> [Extracto de la página]
----------------

A fin de realizar un programa que integrara a sectores de la burguesía (empresarios), la izquierda prosoviética comenzó a favorecer, después de la Segunda Guerra Mundial, la formación de frentes o bloques de acción política, algunas de cuyas expresiones asomaron en América Latina en la Unidad Popular chilena y el Frente Amplio uruguayo. Que efectivamente esas formaciones políticas hubieran logrado arrastrar a sectores empresariales hacia posiciones de izquierda es otro cuento. La dificultad para alcanzar aquella meta residía en la división tajante que hacía esa izquierda entre los objetivos estratégicos y los objetivos tácticos. Los sectores empresariales, así como las capas medias, deberían seguir al proletariado solo hasta llegar a un determinado punto: los empresarios, no sin cierta lógica, entendían que iban a ser usados para llegar al poder, y que después serían fusilados como había ocurrido ya con la «clase campesina progresista» durante la era de Stalin en la ex-Unión Soviética.

Aun los partidos comunistas más realistas de Occidente establecieron una relación puramente instrumental con la «democracia burguesa», lo que, por cierto, no era el medio más adecuado para conquistar el amor de las capas burguesas desplazadas por el «imperialismo» o por el «capital monopólico». El único partido comunista del mundo que estableció una relación no instrumental con la democracia fue el italiano, pero para eso tuvo que dejar de ser comunista antes aún de la caída del Muro de Berlín.

----------------

> [Registros proporcionados]
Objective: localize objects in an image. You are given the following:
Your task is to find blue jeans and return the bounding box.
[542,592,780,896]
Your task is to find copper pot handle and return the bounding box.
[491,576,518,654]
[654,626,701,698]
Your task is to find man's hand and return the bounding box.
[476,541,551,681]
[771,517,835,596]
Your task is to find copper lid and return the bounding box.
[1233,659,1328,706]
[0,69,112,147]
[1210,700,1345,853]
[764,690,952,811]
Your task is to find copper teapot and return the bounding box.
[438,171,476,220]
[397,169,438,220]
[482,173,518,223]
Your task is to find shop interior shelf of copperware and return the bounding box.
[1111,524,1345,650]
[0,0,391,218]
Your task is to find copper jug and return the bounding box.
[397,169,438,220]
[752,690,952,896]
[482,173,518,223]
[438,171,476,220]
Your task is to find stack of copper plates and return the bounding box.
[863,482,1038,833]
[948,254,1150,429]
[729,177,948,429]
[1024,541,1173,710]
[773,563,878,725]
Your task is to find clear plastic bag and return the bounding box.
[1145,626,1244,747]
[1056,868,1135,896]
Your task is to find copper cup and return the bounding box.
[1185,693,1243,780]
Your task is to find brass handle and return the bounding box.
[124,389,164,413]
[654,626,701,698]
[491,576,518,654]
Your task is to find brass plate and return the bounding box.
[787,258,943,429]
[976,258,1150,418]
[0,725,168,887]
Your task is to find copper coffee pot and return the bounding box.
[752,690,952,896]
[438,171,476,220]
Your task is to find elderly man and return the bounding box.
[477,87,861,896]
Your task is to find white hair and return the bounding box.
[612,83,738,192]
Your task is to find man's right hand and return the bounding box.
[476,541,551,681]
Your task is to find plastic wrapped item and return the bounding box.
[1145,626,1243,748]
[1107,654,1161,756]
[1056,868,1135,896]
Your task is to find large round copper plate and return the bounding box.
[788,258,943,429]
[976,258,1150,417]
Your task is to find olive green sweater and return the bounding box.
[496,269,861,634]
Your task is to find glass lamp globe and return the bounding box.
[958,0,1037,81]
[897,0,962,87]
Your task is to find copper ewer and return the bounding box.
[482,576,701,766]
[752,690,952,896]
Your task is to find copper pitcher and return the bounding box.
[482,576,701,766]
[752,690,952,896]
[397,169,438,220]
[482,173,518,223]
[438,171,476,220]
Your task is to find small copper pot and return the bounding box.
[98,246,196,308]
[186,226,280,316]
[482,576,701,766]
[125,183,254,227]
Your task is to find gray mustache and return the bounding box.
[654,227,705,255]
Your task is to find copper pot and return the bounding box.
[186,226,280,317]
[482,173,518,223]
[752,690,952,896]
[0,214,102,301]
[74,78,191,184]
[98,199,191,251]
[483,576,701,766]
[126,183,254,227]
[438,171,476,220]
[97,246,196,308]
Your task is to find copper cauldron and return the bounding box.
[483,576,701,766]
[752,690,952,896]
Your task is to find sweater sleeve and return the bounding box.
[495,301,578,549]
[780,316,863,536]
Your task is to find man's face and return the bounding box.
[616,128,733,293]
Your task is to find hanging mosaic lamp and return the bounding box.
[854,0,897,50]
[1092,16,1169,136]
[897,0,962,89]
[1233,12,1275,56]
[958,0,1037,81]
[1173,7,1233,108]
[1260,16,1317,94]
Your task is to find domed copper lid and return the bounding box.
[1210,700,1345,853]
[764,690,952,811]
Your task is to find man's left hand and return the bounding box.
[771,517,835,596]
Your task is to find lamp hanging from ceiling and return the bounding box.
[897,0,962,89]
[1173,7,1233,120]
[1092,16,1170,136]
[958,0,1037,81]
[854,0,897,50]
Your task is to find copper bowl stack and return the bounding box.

----------------

Cita textualmente el fragmento sobre la izquierda prosoviética, desde «Aun los partidos» y hasta «Muro de Berlín.» inclusive. Los registros no hacen falta para resolver lo que se pide.

> [Resultado de la tarea]
Aun los partidos comunistas más realistas de Occidente establecieron una relación puramente instrumental con la «democracia burguesa», lo que, por cierto, no era el medio más adecuado para conquistar el amor de las capas burguesas desplazadas por el «imperialismo» o por el «capital monopólico». El único partido comunista del mundo que estableció una relación no instrumental con la democracia fue el italiano, pero para eso tuvo que dejar de ser comunista antes aún de la caída del Muro de Berlín.